- [Data for this exercise]:
* Start *

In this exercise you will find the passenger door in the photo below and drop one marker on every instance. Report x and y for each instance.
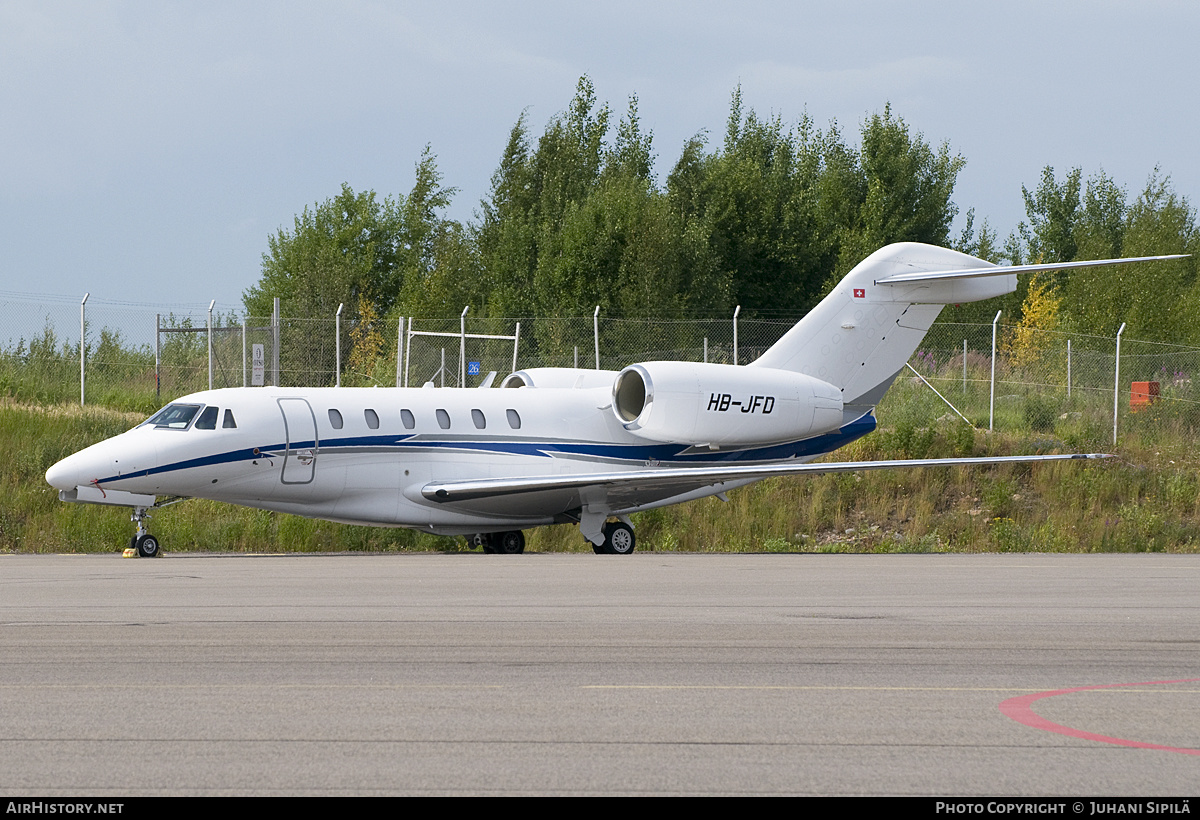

* End *
* Start *

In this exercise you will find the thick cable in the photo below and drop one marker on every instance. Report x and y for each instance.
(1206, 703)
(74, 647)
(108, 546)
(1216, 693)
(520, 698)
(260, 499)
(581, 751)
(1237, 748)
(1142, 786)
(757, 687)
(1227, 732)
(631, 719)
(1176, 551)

* End *

- [What you need to do]: Put the material from the line with "In this exercise you will find the thick" to the line with "(1176, 551)", both included, into a Markdown table with the columns Row and Line. Number each row, and leave out blank lines.

- [Correct response]:
| Row | Line |
|---|---|
| 1 | In this exercise you will find the thick cable in the photo below and drop one marker on every instance. Report x and y for each instance. |
| 2 | (1206, 703) |
| 3 | (74, 647) |
| 4 | (108, 546) |
| 5 | (1216, 693) |
| 6 | (520, 698) |
| 7 | (260, 499) |
| 8 | (581, 751) |
| 9 | (1237, 748) |
| 10 | (1142, 786) |
| 11 | (757, 687) |
| 12 | (1227, 732) |
| 13 | (631, 719) |
| 14 | (1176, 551) |